**Requirement**
After the line containing "Paths use the evenodd fill rule.", write nothing more; before it, reproduce every line of the material below exactly, starting with the first.
========================
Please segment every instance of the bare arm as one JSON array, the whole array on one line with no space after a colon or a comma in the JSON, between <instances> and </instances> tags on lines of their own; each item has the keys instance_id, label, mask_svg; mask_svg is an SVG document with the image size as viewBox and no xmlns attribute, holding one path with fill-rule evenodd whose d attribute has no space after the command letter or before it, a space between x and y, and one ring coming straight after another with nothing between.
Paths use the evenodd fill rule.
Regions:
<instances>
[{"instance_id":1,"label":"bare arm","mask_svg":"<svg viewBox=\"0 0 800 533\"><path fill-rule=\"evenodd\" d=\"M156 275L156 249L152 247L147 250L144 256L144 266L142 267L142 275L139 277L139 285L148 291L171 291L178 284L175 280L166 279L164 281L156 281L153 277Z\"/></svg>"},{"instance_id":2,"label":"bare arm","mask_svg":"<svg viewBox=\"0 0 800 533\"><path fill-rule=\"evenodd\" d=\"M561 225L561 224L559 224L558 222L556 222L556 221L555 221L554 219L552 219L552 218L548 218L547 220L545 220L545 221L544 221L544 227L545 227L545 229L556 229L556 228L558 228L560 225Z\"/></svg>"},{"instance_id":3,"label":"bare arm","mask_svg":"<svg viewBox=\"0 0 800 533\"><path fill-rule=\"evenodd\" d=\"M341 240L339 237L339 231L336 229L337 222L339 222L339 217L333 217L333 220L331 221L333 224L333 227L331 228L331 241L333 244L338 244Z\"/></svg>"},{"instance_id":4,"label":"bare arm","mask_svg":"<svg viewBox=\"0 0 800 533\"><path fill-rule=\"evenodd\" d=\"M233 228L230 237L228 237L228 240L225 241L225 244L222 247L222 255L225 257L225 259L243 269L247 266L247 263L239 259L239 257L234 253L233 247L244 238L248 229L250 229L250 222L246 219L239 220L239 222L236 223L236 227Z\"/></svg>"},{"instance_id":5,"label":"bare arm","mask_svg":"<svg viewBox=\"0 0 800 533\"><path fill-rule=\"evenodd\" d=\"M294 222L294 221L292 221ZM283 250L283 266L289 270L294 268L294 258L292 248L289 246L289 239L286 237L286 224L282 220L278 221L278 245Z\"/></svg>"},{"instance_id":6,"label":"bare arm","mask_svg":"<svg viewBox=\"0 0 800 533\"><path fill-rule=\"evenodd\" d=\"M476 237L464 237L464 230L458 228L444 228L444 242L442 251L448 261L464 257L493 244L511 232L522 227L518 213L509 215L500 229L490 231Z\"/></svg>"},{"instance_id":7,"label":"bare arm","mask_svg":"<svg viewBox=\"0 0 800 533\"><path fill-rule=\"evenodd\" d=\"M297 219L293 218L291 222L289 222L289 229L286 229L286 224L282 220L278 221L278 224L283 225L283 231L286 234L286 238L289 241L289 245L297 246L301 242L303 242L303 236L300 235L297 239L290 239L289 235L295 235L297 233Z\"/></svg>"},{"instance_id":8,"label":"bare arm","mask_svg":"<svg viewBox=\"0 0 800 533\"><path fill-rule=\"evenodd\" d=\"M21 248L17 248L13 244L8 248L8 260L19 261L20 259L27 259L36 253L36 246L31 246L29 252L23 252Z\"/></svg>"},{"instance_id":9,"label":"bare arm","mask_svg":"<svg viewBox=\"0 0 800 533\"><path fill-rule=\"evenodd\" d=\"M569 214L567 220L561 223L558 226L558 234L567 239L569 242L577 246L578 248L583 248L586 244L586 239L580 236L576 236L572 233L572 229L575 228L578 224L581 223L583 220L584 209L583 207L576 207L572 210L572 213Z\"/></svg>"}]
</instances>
========================
**Result below**
Please segment every instance of the bare arm as one JSON array, the whole array on one line with no space after a colon or a comma in the JSON, between <instances> and </instances> tags on lines of their own; each item has the keys instance_id, label, mask_svg; mask_svg is an SVG document with the image size as viewBox and no xmlns attribute, holding one path with fill-rule evenodd whose d attribute has no space after the command letter or before it, a space between x and y, and one ring coming straight after another with nothing between.
Paths use the evenodd fill rule.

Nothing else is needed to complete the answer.